Fantasmas en el campo: 50 años de la Reforma Agraria

Para los campesinos fue cuando se hicieron dignos. Para los hacendados, en cambio, se perdió la confianza. Fue el fin del latifundio, cuyas raíces se hundían en la Colonia y ciertamente habían configurado la sociedad chilena.

Fantasmas en el campo: 50 años de la Reforma Agraria

Autor: Daniel Labbé Yáñez

Carlos Opazo

Carlos Opazo recuerda que tenía 20 años, en 1961, cuando ingresó por primera vez a un sindicato, que se reunía de noche y en un lugar secreto dentro de una hacienda. El sitio era Pulluquén, en San Javier de Loncomilla, ribera sur del río Maule. Rememora el riachuelo que tuvo que atravesar con su padre, militante comunista, en medio de la lluvia y la oscuridad, hasta ingresar a un rancho, iluminado por una vela, donde algunos delegados, de poncho, sombrero de fieltro negro y hablar golpeado, le preguntaron si entraba a la organización.

^^^^^^^^^^^^^^^^

**Tu objetivo:** ¿Puedes prolongar el texto sobre la Reforma Agraria a partir de su última oración? Los ítems no hacen falta para resolver esto.

^^^^^^^^^^^^^^^^

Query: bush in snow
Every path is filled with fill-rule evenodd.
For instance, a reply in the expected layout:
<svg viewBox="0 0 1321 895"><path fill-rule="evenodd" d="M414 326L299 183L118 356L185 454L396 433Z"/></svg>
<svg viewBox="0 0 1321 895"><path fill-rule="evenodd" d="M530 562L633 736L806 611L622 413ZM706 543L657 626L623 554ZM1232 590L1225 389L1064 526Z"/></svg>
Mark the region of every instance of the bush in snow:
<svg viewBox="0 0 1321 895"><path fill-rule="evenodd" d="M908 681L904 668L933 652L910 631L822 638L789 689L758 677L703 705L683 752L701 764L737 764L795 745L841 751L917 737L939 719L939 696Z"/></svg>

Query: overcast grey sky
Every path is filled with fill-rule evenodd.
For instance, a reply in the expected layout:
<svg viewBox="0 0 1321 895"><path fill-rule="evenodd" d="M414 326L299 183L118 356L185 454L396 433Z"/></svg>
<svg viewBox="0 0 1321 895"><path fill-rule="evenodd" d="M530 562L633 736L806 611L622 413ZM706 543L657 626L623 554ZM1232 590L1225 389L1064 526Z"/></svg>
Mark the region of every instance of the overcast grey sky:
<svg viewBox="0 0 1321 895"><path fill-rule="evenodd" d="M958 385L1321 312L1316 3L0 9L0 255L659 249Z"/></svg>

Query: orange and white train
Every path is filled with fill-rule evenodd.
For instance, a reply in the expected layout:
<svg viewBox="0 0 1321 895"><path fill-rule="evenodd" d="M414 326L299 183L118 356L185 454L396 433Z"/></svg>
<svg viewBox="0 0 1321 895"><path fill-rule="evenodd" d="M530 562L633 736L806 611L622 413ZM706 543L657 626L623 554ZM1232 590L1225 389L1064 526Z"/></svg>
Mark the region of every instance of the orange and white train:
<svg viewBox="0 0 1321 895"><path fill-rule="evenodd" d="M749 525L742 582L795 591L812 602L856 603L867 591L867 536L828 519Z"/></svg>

^^^^^^^^^^^^^^^^

**Resultado esperado:**
Como miles, Opazo trabajaba desde niño. Dejó la escuela en tercero básico. En una quinta, en el sector de Copihue, trabajó aseando, plantando y cuidando el ganado. “Me pagaban 5 pesos de aquella época. Diarios”, dice. A los 12 ya sabía arar a caballo. Luego se transformó en afuerino de linguera, ofreciendo su fuerza de trabajo en diversas haciendas de Parral, San Clemente y Catillo. “Mi padre era tonelero; decía que no le aguantaba pelos en el lomo a nadie, así que vivíamos trasladándonos de fundo en fundo. Hubo tiempos en que no teníamos qué comer. Ya uno estaba medio catrutro (crecido) y se daba cuenta. Había que rebuscársela”, relata.

“A mí me sacaron de la escuela para ir a trabajar, a los 12 años. Era el fundo Agua Fría, de Molina hacia la cordillera”, cuenta Alicia Muñoz. “Los patrones del fundo consideraban que éramos de su propiedad. Como mi hermano mayor se había ido al servicio militar, fueron a hablar con mi mamá para que me fuera fogueando”.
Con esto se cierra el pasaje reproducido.